Stated task 1
According to the review of Harty's orchestral works below, which piece is Harty's masterwork?

Text to read
☆ ☆ ☆ ☆ ☆
Broadly speaking Harty’s small cache of orchestral works can be located somewhere to the West of Tchaikovsky. His works are wonderfully well put together and Harty’s inspirations are often convincing; witness the stamp and elan of the Piano Concerto finale. His masterwork is Ode to a Nightingale of which the only recording (Chandos- review) has been made by Heather Harper and the self-same Ulster Orchestra conducted by Bryden Thomson.

The Comedy Overture is all impudent effervescence, Irish dreaminess and majestically sentimental climaxes. The contrast between jackanapes piccolo and full-bottomed bass is splendid. The four colourful movements of the Fantasy Scenes include a pizzicato Dancer’s Reverie with more than a nod towards Tchaikovsky 4, a Lonely in Moonlight which owes a debt towards Mussorgsky’s Dawn on the Moskva and the second movement of Tchaikovsky 5 with its long-lined French Horn solo. In the Slave Market crosses Ispahan with a touch of the Dublin pub. The Piano Concerto combines the rugged and crystalline strengths of Tchaikovsky 1 and Rachmaninov 1 and 2 (listen to the middle movement at 3:40 and the finale at 2:44 and 8:00). Closer to home let’s not forget the Tchaikovskian Haydn Wood piano concerto and the Stanford Second Concerto which famously strikes its own stylistic parallels with Rachmaninov. A toe-tapping, foot-stomping Slavonic finale is regally confident and confidently sentimental. Watch your speed if you play this in the car on the motorway. It’s one of my favourites among piano concertos - easily as good as the Arensky - another work I urge you to hear if you don’t already know it.

This is not the first Harty disc in the Naxos stable. There’s another (Irish Symphony, With The Wild Geese, In Ireland) with the National Symphony Orchestra of Ireland and the conductor Proinssías O Duinn. It’s similarly successful:-
http://www.musicweb-international.com/classrev/2001/Feb01/harty.htm
http://www.musicweb-international.com/classrev/2001/Mar01/Harty.htm

The Chandos box contains all the most important works but omits both the Fantasy Scenes and the still unrecorded Whitman setting The Mystic Trumpeter (baritone and orchestra). Bryden Thomson conducts the Ulster Orchestra in one of their finest hours. Chandos recorded virtually all the orchestral music and it’s reviewed here on: http://www.musicweb-international.com/classrev/2000/oct00/harty.htm

This disc is not quite as sumptuously recorded as the Chandos box but there’s not that much in it. In its own terms it sounds nothing short of splendid.

Serious fans must get the Chandos box but as a single disc invitation card to the refulgent talent of Hamilton Harty this Naxos CD is at the top of the list. Hartyites must have the Naxos because it includes the first recording of the orchestral version of the Fantasy Scenes.
☆ ☆ ☆ ☆ ☆
Data section
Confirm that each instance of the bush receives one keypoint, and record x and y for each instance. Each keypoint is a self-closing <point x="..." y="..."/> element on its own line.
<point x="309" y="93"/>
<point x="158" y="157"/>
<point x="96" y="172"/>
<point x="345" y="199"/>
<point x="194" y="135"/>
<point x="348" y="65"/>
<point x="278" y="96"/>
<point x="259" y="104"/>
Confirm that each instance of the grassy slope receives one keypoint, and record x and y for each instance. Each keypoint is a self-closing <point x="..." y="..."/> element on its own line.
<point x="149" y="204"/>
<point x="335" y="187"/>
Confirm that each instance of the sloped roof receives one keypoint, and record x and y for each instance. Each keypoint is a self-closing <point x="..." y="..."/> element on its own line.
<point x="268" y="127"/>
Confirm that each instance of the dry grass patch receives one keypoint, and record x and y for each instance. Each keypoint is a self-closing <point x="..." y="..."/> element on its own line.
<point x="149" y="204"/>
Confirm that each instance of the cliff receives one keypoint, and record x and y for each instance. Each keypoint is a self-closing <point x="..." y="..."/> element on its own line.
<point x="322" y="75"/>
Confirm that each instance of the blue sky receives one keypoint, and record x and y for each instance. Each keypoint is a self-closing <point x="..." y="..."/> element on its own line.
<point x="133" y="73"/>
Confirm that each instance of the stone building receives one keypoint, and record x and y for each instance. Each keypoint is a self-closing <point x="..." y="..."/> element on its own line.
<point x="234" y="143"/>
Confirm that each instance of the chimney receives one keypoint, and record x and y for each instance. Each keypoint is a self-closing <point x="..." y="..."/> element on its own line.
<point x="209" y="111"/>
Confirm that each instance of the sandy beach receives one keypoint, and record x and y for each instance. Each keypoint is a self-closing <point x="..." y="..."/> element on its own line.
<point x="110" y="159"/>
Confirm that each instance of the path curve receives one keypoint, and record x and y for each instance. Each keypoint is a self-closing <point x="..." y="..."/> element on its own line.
☆ ☆ ☆ ☆ ☆
Stated task 2
Gather every line of the entries above that contains the string "patch". Case counts.

Written solution 1
Ode to a Nightingale.

Written solution 2
Confirm that each instance of the dry grass patch receives one keypoint, and record x and y for each instance. Each keypoint is a self-closing <point x="..." y="..."/> element on its own line.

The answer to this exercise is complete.